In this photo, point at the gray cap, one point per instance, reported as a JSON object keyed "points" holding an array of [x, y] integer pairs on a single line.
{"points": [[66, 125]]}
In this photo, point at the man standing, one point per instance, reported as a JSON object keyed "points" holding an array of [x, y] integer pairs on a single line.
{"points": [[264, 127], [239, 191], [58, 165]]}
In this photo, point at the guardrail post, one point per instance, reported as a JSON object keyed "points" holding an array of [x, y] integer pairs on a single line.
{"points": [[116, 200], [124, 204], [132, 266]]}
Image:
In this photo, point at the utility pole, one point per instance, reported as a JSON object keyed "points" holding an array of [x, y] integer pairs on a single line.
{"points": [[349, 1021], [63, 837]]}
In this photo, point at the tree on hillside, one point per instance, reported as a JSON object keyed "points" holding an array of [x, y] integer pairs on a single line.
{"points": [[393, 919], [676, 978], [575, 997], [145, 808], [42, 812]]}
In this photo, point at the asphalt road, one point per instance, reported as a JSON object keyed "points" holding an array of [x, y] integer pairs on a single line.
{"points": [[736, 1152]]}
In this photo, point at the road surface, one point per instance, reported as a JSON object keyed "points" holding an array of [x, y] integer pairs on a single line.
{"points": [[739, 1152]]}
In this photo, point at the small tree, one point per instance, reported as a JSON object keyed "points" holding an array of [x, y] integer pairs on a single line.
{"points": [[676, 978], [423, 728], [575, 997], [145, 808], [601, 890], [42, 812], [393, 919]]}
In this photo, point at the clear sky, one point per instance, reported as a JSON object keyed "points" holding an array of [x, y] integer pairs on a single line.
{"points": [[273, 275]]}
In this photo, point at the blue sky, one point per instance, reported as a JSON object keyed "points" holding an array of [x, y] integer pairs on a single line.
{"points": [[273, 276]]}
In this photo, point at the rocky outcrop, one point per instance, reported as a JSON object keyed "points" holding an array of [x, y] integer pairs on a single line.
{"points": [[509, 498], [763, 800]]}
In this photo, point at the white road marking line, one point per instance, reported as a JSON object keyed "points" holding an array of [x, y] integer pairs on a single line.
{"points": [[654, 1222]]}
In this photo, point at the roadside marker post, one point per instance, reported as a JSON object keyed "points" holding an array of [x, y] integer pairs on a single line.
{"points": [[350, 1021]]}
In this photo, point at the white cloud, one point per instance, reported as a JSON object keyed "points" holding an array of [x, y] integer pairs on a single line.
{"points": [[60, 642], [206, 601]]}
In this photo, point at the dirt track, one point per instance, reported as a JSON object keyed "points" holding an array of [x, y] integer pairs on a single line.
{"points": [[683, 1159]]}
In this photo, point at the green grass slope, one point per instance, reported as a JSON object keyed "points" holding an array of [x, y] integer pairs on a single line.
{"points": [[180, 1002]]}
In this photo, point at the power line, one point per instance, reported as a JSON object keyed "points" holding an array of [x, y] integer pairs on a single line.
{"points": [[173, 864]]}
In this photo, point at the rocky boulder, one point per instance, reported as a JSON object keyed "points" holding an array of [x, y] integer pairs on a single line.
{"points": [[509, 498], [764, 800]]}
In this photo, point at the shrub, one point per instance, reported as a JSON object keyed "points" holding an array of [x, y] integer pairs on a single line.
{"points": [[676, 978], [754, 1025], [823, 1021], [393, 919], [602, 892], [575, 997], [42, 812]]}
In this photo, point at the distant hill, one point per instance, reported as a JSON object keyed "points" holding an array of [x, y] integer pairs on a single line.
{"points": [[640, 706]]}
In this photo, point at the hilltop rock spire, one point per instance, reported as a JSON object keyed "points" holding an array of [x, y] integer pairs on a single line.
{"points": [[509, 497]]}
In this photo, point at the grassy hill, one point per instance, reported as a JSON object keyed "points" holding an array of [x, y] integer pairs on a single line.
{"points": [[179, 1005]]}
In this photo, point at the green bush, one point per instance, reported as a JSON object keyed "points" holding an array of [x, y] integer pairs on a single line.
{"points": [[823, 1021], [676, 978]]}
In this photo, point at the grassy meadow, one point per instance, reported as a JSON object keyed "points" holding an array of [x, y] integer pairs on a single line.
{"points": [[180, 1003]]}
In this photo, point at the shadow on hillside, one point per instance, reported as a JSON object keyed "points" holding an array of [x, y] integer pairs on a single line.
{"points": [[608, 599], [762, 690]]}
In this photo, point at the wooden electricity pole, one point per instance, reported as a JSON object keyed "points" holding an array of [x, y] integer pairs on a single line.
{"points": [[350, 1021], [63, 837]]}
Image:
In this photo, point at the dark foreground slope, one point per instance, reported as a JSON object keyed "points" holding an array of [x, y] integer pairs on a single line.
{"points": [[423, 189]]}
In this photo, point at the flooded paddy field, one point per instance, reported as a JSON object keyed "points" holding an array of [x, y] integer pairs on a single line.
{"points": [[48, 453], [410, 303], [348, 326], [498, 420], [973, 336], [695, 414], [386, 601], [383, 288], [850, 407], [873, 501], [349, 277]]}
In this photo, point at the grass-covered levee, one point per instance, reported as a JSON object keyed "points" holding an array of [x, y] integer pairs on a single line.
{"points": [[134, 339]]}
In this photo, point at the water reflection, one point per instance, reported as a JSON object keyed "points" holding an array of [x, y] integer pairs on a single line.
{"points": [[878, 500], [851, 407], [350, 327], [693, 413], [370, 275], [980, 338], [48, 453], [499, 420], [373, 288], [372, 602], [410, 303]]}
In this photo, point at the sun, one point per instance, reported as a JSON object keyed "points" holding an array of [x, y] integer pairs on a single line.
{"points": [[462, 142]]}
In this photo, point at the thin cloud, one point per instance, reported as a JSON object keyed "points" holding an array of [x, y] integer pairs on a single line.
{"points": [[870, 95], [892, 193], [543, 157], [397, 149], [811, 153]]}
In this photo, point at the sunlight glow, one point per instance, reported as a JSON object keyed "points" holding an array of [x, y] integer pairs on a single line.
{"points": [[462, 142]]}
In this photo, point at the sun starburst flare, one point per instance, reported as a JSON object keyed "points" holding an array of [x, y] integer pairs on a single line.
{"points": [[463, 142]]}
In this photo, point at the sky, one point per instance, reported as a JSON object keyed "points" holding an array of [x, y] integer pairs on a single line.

···

Lay out all of the rows above as a numbered list, omitting any blank lines.

1. In this photo, point at the gray cap, one point per instance, reported as a JSON object keyed "points" holding an array of [x, y] integer pairs on a single line.
2. {"points": [[66, 125]]}
3. In this photo, point at the man standing, one point per instance, reported as a JSON object keyed "points" holding an array of [x, y] integer pairs on a single line.
4. {"points": [[264, 127], [239, 191], [58, 165]]}
5. In this photo, point at the guardrail post, one point per instance, reported as a JSON object keyed "points" holding an array of [x, y] integer pairs on a single line.
6. {"points": [[116, 200], [124, 204], [132, 266]]}
7. Image:
8. In this photo, point at the utility pole, one point per instance, reported as a JSON object keyed "points" holding an array of [x, y] integer pairs on a single line.
9. {"points": [[349, 1021], [63, 837]]}
10. In this photo, point at the tree on hillside, one point per instance, reported as a JSON object keyed "points" holding an array of [x, y] integer pairs on a single line.
11. {"points": [[393, 919], [676, 978], [575, 997], [145, 808], [42, 812]]}
12. In this photo, point at the asphalt road, one point per instance, reported as a JSON object keyed "points" holding an array of [x, y] integer pairs on a single line.
13. {"points": [[736, 1152]]}
14. In this photo, point at the road surface, one point per instance, reported as a JSON object keyed "points" holding an array of [x, y] integer pairs on a single line.
15. {"points": [[739, 1152]]}
16. In this photo, point at the small tree, one point per instance, reported as a JSON object keyed "points" holding an array of [x, y] integer pairs on a single line.
17. {"points": [[676, 978], [423, 728], [575, 997], [145, 808], [601, 890], [42, 812], [393, 919]]}
18. In this photo, point at the clear sky, one point per instance, reported as a JSON object keyed "points" holding an array of [x, y] integer pairs on a single line.
19. {"points": [[273, 275]]}
20. In this photo, point at the blue sky, one point per instance, reported as a JSON object keyed "points" holding an array of [x, y] integer pairs on a single line.
21. {"points": [[273, 276]]}
22. In this photo, point at the rocky outcrop, one point per instance, reported as a JSON object keyed "points" holding an array of [x, y] integer pairs on a single line.
23. {"points": [[509, 498], [763, 800]]}
24. In this photo, point at the white road marking line, one point per instance, reported as a JSON object keyed "points" holding an array of [x, y] integer pairs on a single line.
25. {"points": [[654, 1222]]}
26. In this photo, point at the roadside marker post, one point per instance, reported as a JSON object keyed "points" holding an array of [x, y] integer pairs on a single line.
27. {"points": [[350, 1021]]}
28. In this photo, point at the white cloud, one point per instance, reported as a JSON object keyed "points" holding an array of [x, y] integer pairs on a single line.
29. {"points": [[60, 642], [206, 601]]}
30. In this photo, point at the dirt track, one point per instance, reported as a JSON object keyed "points" holding an array of [x, y] integer pairs on a single line.
31. {"points": [[683, 1159]]}
32. In this photo, point at the green grass slope, one point per instance, reported as a JSON object keyed "points" holding an array of [x, y] integer pairs on a single line.
33. {"points": [[180, 1002]]}
34. In this photo, point at the power line, one point per instance, reported as a JSON object keyed "points" holding an array of [x, y] integer pairs on a single line.
35. {"points": [[173, 864]]}
36. In this photo, point at the rocky boulder, one point per instance, reported as a JSON object keyed "points" holding an array of [x, y] integer pairs on a single line.
37. {"points": [[509, 498], [764, 800]]}
38. In this photo, point at the shrub, one point per instance, reported as a JSON object keyed "points" holding an array of [x, y] integer pairs on a single line.
39. {"points": [[676, 978], [754, 1025], [823, 1021], [393, 919], [602, 892], [575, 997], [42, 812]]}
40. In this photo, point at the distant hill, one point per instance, reported as a JSON object keyed "points" holding an array of [x, y] integer pairs on a single line.
41. {"points": [[640, 706]]}
42. In this photo, point at the hilltop rock spire, one point per instance, reported as a JSON object keyed "points" holding an array of [x, y] integer pairs on a single line.
43. {"points": [[509, 497]]}
44. In this photo, point at the grassy hill, one point per instance, reported as a JSON object keyed "points" holding an array of [x, y] integer pairs on a single line.
45. {"points": [[179, 1005]]}
46. In this photo, point at the green bush, one point per instance, reported as a JSON object keyed "points" holding an array of [x, y] integer pairs on a single line.
47. {"points": [[823, 1021], [676, 978]]}
48. In this photo, point at the grassy meadow, one point per instance, reported as a JSON object keyed "points" holding an array of [x, y] integer pairs on a single line.
49. {"points": [[180, 1003]]}
50. In this photo, point at the shadow on hillside, one point per instance, reported as a JSON object keyed "points" holding an array of [x, y] integer pairs on a single line.
51. {"points": [[608, 599], [762, 690]]}
52. In this photo, point at the wooden electricity pole, one point per instance, reported as a JSON object keyed "points" holding an array of [x, y] integer pairs on a single line.
53. {"points": [[350, 1021], [63, 837]]}
54. Image:
55. In this photo, point at the dark foreground slope, one point per instance, reported as a JSON object keyed "points" holding an array of [x, y] integer pairs on a single line.
56. {"points": [[423, 189]]}
57. In this photo, point at the flooded paddy field, one point per instance, reported as a JSON object keyed "points" holding an array of [x, y] integer pairs on a single line.
58. {"points": [[48, 453], [410, 303], [348, 326], [498, 420], [973, 336], [695, 414], [386, 601], [383, 288], [850, 407], [873, 501], [349, 277]]}
59. In this photo, point at the grass-covered levee, one point per instance, reported as a JSON object keyed "points" holding an array of [x, y] integer pairs on a single line.
60. {"points": [[134, 339]]}
61. In this photo, point at the water reflection, one point per instance, reported as a JSON object keyed "points" holding an array of [x, y] integer pairs on a single line.
62. {"points": [[878, 500], [851, 407], [350, 327], [693, 413], [370, 275], [980, 338], [48, 453], [499, 420], [373, 288], [372, 602], [410, 303]]}
63. In this photo, point at the sun, one point per instance, reported as a JSON object keyed "points" holding an array of [x, y] integer pairs on a single line.
64. {"points": [[462, 142]]}
65. In this photo, point at the thin cloud, one point per instance, reported as a JSON object keyed "points" holding an array of [x, y] integer pairs on a single line.
66. {"points": [[870, 95], [892, 193], [543, 157], [397, 149], [811, 153]]}
67. In this photo, point at the sunlight glow, one point per instance, reported as a JSON object keyed "points" holding an array of [x, y] integer pairs on a single line.
68. {"points": [[462, 142]]}
69. In this photo, point at the sun starburst flare, one point per instance, reported as a JSON object keyed "points" holding an array of [x, y] integer pairs on a single line.
70. {"points": [[463, 142]]}
71. In this photo, point at the sky, one point per instance, reported as a JSON object keyed "points" holding an array of [x, y] integer pairs on a single line.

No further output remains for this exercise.